Why CBCP “welcomes” UN Climate Change Conference 2015 [Document]

Farmers, Philippines - By Ed Gerlock [Published with permission] edgerlock@yahoo.com.ph

Farmers, Philippines – By Ed Gerlock [Published with permission] edgerlock@yahoo.com.ph

STEWARDS, NOT OWNERS

CBCP on the Climate Change Issue

In December, 2015, the nations of the world will gather at Le Bourget in Paris for the United Nations Climate Change Conference.  The representatives of the state-parties will endeavor to arrive at legally binding measures addressing the pressing challenge of climate-change.  From a broader perspective, the Paris Negotiations will be a welcome attempt to reach a consensus on responsibility for the future of the Earth and for generations yet to come.  It is not some futuristic matter with which state representatives and negotiators will be concerned, but with nothing less than social justice.

> **Point-based annotation data**
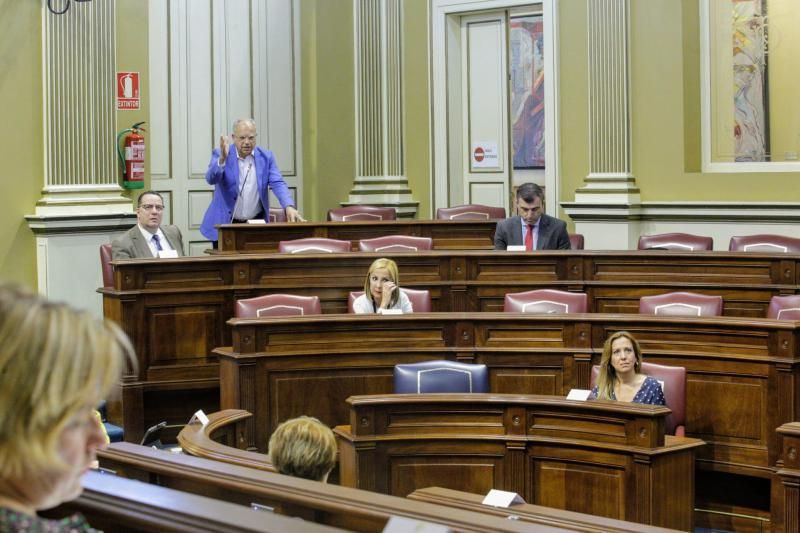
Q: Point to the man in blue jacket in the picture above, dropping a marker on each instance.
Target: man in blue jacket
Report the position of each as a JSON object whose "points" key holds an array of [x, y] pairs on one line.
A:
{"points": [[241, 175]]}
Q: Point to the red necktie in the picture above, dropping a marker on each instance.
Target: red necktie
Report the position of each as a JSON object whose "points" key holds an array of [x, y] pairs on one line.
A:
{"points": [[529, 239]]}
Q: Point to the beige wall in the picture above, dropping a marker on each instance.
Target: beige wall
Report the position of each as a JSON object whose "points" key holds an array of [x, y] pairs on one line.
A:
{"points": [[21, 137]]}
* * *
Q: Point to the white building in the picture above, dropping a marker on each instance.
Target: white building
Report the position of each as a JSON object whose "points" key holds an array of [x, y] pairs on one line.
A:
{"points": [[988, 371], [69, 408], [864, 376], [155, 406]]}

> **Work to complete**
A: Report each line of the listing that contains the string "marker", copying it in full.
B: Write the next part of the CBCP statement on climate change, starting right after its last sentence.

> **Answers provided**
A:
Q: Point to the man in blue jacket in the picture above, dropping a marker on each instance.
Q: Point to the red necktie in the picture above, dropping a marker on each instance.
Q: Point to the beige wall in the picture above, dropping a marker on each instance.
Q: Point to the white building in the picture above, dropping a marker on each instance.

B:
Climate Change Action is an Issue of Social Justice

The social encyclicals of the Church have referred to social justice as that part of justice that guarantees that all social classes and groups are benefited by the resources of earth and of society, and are advantaged equitably from the progress of nations.  Concern with the despoliation of the ecosystem and the deleterious disturbance of that delicate balance of everything that constitutes the human environment has brought home the point that social justice must, of necessity, include our responsibility for future generations.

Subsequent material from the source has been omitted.